(Excerpts from a dataset)
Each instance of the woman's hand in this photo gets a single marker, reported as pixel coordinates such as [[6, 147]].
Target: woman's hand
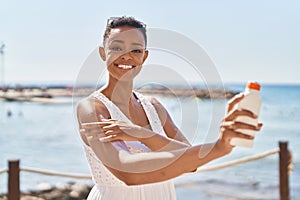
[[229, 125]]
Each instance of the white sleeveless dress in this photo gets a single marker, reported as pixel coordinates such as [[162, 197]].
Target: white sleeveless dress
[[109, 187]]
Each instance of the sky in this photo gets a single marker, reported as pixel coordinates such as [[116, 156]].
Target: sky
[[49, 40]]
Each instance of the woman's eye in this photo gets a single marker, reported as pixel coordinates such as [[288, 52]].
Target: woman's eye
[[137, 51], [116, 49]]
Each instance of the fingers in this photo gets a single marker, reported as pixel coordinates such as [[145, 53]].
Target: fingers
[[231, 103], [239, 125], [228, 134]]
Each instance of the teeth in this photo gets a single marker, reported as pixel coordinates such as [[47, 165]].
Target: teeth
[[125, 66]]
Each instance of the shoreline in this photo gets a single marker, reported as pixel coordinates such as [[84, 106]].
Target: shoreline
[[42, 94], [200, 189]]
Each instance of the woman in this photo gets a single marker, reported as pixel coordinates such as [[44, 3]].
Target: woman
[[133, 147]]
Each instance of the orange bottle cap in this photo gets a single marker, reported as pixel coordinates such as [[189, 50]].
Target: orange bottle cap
* * *
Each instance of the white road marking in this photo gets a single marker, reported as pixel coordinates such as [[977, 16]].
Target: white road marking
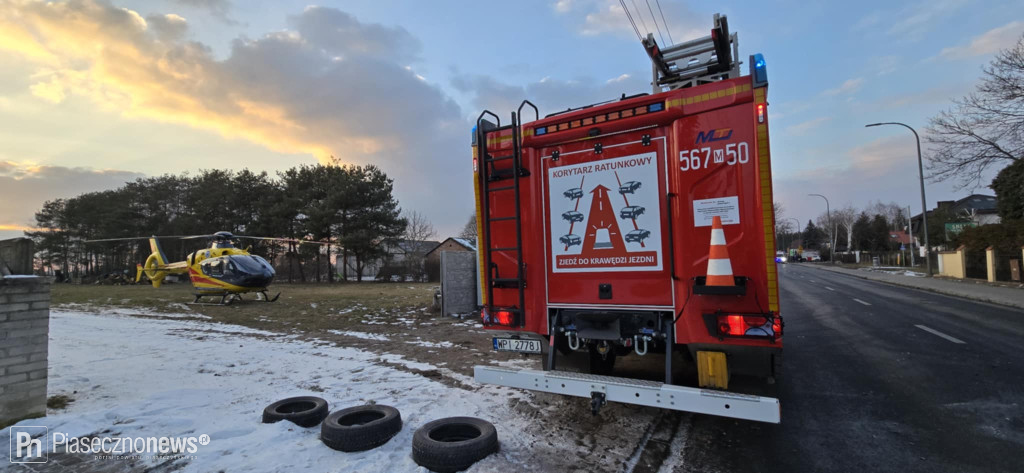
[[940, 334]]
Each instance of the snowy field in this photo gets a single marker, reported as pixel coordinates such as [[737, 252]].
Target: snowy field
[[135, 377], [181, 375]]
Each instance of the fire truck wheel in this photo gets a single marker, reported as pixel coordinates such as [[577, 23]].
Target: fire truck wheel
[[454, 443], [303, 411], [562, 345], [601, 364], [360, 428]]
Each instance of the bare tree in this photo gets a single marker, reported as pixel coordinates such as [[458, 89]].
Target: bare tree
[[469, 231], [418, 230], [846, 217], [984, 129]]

**WORK INSTRUCTION:** Where a line of the records holds the word "orange", copy that line.

**SOLUTION TO THIS EXERCISE:**
Each instance of the orange bottle cap in this photo gets a single marker, reported as pixel coordinates such as [[189, 50]].
Target: orange bottle cap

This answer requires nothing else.